> [INPUT RECORDS]
######

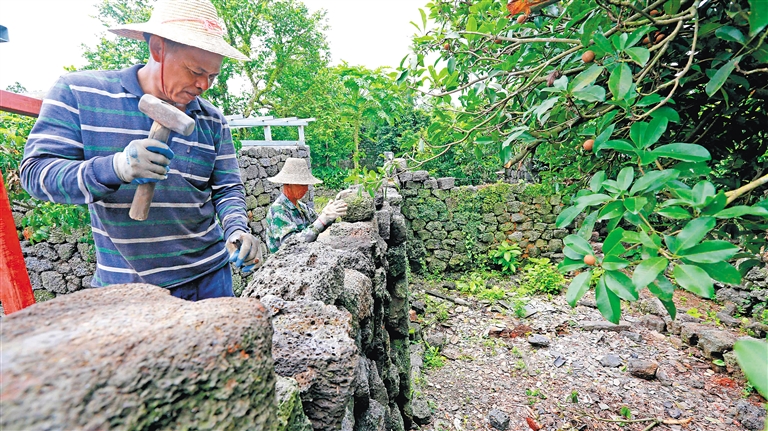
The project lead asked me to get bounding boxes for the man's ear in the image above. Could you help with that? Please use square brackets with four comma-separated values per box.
[149, 34, 167, 63]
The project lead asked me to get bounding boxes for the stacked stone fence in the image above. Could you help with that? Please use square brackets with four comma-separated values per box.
[0, 184, 412, 431]
[397, 171, 571, 273]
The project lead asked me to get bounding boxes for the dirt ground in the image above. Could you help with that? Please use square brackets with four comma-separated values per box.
[412, 280, 765, 431]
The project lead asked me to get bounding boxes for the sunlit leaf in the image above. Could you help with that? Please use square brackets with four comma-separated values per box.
[632, 257, 669, 290]
[595, 275, 621, 325]
[565, 271, 592, 307]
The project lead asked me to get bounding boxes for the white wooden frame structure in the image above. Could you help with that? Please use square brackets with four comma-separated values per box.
[225, 115, 315, 147]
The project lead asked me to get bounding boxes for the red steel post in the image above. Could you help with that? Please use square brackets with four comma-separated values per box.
[0, 173, 35, 314]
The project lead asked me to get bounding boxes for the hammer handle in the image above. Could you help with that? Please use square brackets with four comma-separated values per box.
[128, 121, 171, 221]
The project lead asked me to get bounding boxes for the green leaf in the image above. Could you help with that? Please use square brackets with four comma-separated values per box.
[733, 340, 768, 398]
[563, 235, 594, 256]
[624, 196, 648, 214]
[592, 123, 616, 154]
[632, 257, 669, 290]
[616, 166, 635, 190]
[629, 121, 648, 148]
[603, 228, 627, 256]
[677, 241, 739, 263]
[670, 217, 717, 253]
[595, 275, 621, 325]
[656, 206, 691, 220]
[594, 33, 615, 54]
[568, 64, 605, 92]
[640, 117, 669, 148]
[597, 201, 625, 221]
[603, 271, 637, 301]
[608, 63, 632, 100]
[664, 0, 682, 15]
[448, 57, 456, 75]
[691, 181, 716, 208]
[704, 55, 742, 97]
[701, 190, 728, 216]
[600, 139, 636, 154]
[672, 265, 715, 298]
[715, 25, 746, 45]
[696, 262, 741, 285]
[600, 255, 629, 271]
[557, 258, 587, 272]
[624, 47, 651, 67]
[464, 16, 477, 35]
[565, 271, 592, 307]
[659, 298, 677, 320]
[749, 0, 768, 36]
[715, 205, 768, 218]
[651, 143, 712, 162]
[589, 171, 606, 193]
[573, 85, 605, 102]
[555, 205, 584, 229]
[574, 193, 611, 207]
[577, 210, 597, 241]
[629, 169, 680, 195]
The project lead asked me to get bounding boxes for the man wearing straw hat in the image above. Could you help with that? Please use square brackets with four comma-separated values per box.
[267, 158, 347, 253]
[20, 0, 261, 300]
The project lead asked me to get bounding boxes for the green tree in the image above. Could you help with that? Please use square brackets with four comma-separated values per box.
[400, 0, 768, 322]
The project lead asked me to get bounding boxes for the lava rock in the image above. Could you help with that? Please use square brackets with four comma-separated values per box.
[488, 409, 509, 431]
[600, 355, 621, 368]
[528, 334, 550, 347]
[627, 359, 659, 380]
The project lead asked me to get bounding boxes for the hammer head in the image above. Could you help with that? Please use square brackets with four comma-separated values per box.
[139, 94, 195, 136]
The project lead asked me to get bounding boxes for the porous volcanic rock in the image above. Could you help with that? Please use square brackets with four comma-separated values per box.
[0, 284, 277, 430]
[242, 237, 344, 304]
[262, 295, 360, 431]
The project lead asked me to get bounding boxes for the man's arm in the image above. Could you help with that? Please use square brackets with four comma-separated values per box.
[211, 117, 251, 238]
[267, 203, 325, 253]
[19, 77, 122, 204]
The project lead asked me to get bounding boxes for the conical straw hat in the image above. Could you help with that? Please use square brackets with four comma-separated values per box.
[109, 0, 249, 60]
[267, 157, 322, 185]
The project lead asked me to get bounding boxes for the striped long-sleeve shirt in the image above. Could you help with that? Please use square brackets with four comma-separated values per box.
[20, 65, 250, 287]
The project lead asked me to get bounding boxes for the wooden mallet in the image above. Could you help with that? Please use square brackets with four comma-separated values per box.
[128, 94, 195, 220]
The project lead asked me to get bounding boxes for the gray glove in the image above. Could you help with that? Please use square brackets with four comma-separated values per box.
[319, 200, 347, 225]
[227, 230, 264, 273]
[112, 139, 173, 183]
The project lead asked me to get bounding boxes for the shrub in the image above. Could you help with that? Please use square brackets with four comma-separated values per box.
[522, 257, 565, 294]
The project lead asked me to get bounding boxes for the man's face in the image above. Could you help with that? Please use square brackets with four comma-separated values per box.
[283, 184, 309, 203]
[163, 44, 223, 105]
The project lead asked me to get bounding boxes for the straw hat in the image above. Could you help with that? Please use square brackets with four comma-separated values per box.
[267, 157, 322, 185]
[109, 0, 249, 60]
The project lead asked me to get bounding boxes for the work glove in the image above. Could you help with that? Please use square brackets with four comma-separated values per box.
[227, 230, 264, 274]
[319, 200, 347, 225]
[112, 139, 173, 184]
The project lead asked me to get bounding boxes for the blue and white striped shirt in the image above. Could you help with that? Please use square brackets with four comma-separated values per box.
[20, 65, 250, 287]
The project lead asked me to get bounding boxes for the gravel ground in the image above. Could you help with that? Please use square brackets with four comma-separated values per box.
[411, 280, 765, 431]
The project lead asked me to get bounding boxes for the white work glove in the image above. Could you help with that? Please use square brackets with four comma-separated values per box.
[112, 139, 173, 184]
[227, 230, 264, 273]
[319, 200, 347, 225]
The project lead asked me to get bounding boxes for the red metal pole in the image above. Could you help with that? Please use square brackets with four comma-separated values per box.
[0, 90, 43, 117]
[0, 172, 35, 314]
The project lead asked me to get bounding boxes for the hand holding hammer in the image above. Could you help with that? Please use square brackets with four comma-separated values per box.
[112, 94, 195, 220]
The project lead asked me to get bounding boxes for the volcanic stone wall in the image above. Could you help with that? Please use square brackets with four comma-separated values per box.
[243, 189, 412, 431]
[397, 171, 570, 273]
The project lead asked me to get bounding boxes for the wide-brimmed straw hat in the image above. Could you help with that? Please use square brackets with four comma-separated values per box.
[267, 157, 322, 186]
[109, 0, 249, 60]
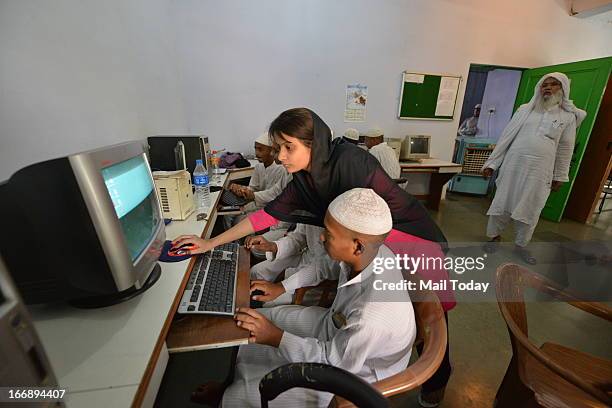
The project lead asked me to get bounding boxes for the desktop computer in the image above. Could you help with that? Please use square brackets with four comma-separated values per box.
[0, 142, 165, 307]
[147, 135, 212, 174]
[400, 135, 431, 161]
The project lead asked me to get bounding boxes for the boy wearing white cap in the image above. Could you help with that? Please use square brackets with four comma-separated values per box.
[365, 128, 402, 179]
[192, 188, 416, 407]
[223, 133, 291, 229]
[244, 224, 339, 307]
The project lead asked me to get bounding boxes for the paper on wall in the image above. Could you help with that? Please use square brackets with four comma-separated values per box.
[344, 84, 368, 122]
[435, 77, 459, 116]
[404, 73, 425, 84]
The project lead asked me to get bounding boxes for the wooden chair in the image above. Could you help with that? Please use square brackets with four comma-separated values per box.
[495, 264, 612, 408]
[330, 291, 447, 408]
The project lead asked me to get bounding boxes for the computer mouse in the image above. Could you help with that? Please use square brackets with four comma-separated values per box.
[159, 241, 192, 262]
[169, 243, 198, 252]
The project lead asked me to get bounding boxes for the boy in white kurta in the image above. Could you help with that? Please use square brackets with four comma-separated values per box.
[195, 189, 416, 407]
[245, 224, 340, 307]
[483, 73, 586, 264]
[223, 133, 291, 229]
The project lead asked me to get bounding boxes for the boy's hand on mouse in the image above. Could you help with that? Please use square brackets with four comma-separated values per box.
[244, 235, 278, 255]
[234, 307, 283, 347]
[241, 187, 255, 201]
[251, 280, 285, 302]
[170, 235, 215, 255]
[228, 183, 240, 194]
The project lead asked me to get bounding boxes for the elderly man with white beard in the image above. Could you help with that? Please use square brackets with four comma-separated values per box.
[483, 72, 586, 265]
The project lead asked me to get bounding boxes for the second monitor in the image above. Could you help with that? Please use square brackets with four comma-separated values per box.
[400, 135, 431, 160]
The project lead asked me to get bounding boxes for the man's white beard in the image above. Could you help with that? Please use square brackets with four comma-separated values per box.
[536, 90, 563, 112]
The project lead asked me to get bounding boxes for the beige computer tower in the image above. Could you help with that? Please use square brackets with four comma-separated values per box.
[385, 137, 403, 160]
[153, 170, 195, 220]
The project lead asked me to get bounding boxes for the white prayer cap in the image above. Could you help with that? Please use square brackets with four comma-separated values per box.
[327, 188, 393, 235]
[366, 128, 385, 137]
[343, 128, 359, 140]
[255, 132, 272, 147]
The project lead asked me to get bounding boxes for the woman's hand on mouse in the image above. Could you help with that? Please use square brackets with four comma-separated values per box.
[170, 235, 215, 255]
[251, 280, 285, 302]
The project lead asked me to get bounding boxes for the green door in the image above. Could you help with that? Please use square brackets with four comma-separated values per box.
[515, 57, 612, 222]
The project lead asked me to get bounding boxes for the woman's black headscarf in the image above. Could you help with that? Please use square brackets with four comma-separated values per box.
[264, 110, 447, 248]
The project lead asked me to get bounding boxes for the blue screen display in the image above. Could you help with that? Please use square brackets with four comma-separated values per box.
[102, 156, 161, 261]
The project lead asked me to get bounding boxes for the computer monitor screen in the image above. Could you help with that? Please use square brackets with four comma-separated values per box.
[410, 137, 429, 154]
[102, 155, 160, 262]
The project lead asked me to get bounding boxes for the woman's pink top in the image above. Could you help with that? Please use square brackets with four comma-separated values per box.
[248, 209, 457, 311]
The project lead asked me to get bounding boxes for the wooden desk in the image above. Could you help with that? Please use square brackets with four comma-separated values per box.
[400, 159, 462, 211]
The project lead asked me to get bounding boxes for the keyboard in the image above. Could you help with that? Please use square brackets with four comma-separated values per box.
[221, 190, 248, 207]
[178, 242, 240, 316]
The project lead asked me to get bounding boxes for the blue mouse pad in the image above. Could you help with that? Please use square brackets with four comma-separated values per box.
[159, 241, 193, 262]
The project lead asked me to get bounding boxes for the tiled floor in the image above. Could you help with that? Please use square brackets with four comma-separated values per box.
[393, 194, 612, 408]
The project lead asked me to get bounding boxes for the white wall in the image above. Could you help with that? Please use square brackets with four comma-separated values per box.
[0, 0, 612, 179]
[0, 0, 186, 180]
[175, 0, 612, 159]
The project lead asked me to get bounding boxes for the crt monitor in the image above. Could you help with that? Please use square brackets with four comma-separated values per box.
[400, 135, 431, 160]
[0, 142, 165, 307]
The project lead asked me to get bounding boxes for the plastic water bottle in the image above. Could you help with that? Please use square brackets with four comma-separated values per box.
[193, 159, 210, 213]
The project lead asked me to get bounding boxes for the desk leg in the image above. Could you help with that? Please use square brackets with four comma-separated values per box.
[427, 173, 455, 211]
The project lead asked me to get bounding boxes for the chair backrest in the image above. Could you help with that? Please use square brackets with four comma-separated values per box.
[331, 290, 447, 408]
[495, 263, 611, 401]
[259, 363, 389, 408]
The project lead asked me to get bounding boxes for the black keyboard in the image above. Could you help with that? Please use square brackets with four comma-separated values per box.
[178, 242, 239, 316]
[221, 190, 248, 207]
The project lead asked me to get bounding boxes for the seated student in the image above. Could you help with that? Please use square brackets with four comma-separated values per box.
[192, 188, 416, 407]
[365, 129, 402, 179]
[223, 133, 291, 229]
[245, 224, 339, 307]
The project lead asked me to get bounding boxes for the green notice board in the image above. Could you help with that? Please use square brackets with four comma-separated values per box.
[398, 72, 461, 120]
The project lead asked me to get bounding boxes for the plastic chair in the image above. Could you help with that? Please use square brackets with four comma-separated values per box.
[495, 264, 612, 408]
[259, 363, 389, 408]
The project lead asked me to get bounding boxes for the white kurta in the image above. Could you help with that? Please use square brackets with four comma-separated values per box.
[251, 224, 339, 293]
[223, 246, 416, 408]
[249, 163, 291, 208]
[370, 142, 402, 179]
[485, 106, 576, 225]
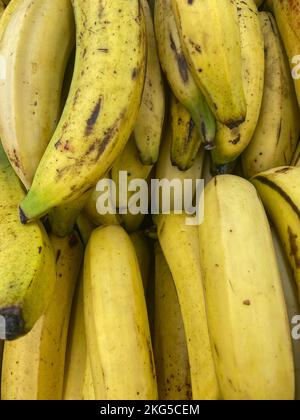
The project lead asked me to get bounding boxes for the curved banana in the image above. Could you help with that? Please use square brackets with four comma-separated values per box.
[1, 234, 83, 400]
[0, 144, 55, 340]
[0, 0, 75, 189]
[252, 166, 300, 304]
[242, 12, 300, 178]
[84, 226, 157, 400]
[199, 175, 295, 400]
[212, 0, 265, 167]
[153, 243, 192, 400]
[134, 0, 165, 165]
[172, 0, 247, 129]
[156, 214, 219, 400]
[20, 0, 146, 223]
[154, 0, 216, 153]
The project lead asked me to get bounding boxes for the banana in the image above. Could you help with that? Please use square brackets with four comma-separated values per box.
[134, 0, 165, 165]
[199, 175, 295, 400]
[84, 226, 157, 400]
[170, 95, 201, 171]
[63, 277, 95, 400]
[272, 0, 300, 106]
[172, 0, 247, 129]
[20, 0, 146, 223]
[156, 214, 219, 400]
[242, 12, 300, 178]
[1, 234, 83, 400]
[252, 166, 300, 304]
[0, 144, 55, 340]
[154, 243, 192, 400]
[0, 0, 75, 189]
[154, 0, 216, 149]
[212, 0, 264, 166]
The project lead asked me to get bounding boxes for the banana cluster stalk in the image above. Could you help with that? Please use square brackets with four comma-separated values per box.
[20, 0, 146, 223]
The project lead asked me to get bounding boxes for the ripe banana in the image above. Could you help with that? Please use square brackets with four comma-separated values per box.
[154, 0, 216, 149]
[172, 0, 247, 129]
[0, 0, 75, 189]
[199, 175, 295, 400]
[252, 167, 300, 304]
[1, 234, 83, 400]
[63, 278, 95, 400]
[242, 12, 300, 178]
[20, 0, 146, 223]
[84, 226, 157, 400]
[134, 0, 165, 165]
[154, 243, 192, 400]
[0, 144, 55, 340]
[156, 214, 219, 400]
[272, 0, 300, 106]
[212, 0, 264, 166]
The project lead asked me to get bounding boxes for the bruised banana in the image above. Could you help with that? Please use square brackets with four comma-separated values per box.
[153, 243, 192, 400]
[199, 175, 295, 400]
[0, 144, 55, 340]
[212, 0, 264, 166]
[84, 226, 157, 400]
[156, 214, 219, 400]
[252, 167, 300, 299]
[134, 0, 165, 165]
[242, 12, 300, 178]
[0, 0, 75, 189]
[1, 234, 83, 400]
[272, 0, 300, 106]
[172, 0, 247, 129]
[154, 0, 216, 153]
[20, 0, 146, 223]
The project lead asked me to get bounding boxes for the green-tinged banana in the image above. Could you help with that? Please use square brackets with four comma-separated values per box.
[154, 0, 216, 149]
[76, 212, 96, 245]
[63, 278, 95, 400]
[212, 0, 265, 166]
[0, 144, 55, 340]
[20, 0, 146, 223]
[170, 95, 201, 171]
[130, 231, 153, 293]
[199, 175, 295, 400]
[252, 166, 300, 298]
[171, 0, 247, 129]
[272, 0, 300, 106]
[134, 0, 165, 165]
[242, 12, 300, 178]
[156, 214, 219, 400]
[0, 0, 75, 189]
[271, 227, 300, 400]
[48, 190, 92, 238]
[153, 243, 192, 400]
[1, 234, 83, 400]
[84, 226, 157, 400]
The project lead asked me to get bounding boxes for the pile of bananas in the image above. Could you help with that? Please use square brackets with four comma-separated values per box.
[0, 0, 300, 400]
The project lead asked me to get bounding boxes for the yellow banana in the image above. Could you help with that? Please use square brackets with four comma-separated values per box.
[1, 234, 83, 400]
[154, 0, 216, 149]
[0, 144, 55, 340]
[20, 0, 146, 223]
[84, 226, 157, 400]
[157, 214, 219, 400]
[252, 166, 300, 304]
[199, 175, 295, 400]
[212, 0, 264, 166]
[134, 0, 165, 165]
[272, 0, 300, 106]
[242, 12, 300, 178]
[0, 0, 75, 189]
[172, 0, 247, 129]
[154, 244, 192, 400]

######

Reproduce the material from the line containing "for the gravel" through the line containing "[411, 280, 765, 431]", inclusive, with "gravel ground" changed to "gravel surface" and nothing else altered.

> [RESPONSE]
The project lead asked me to get bounding boxes for the gravel surface in the image above. Could you help with that? Please use square brackets with four comma-separated values per box.
[411, 280, 765, 431]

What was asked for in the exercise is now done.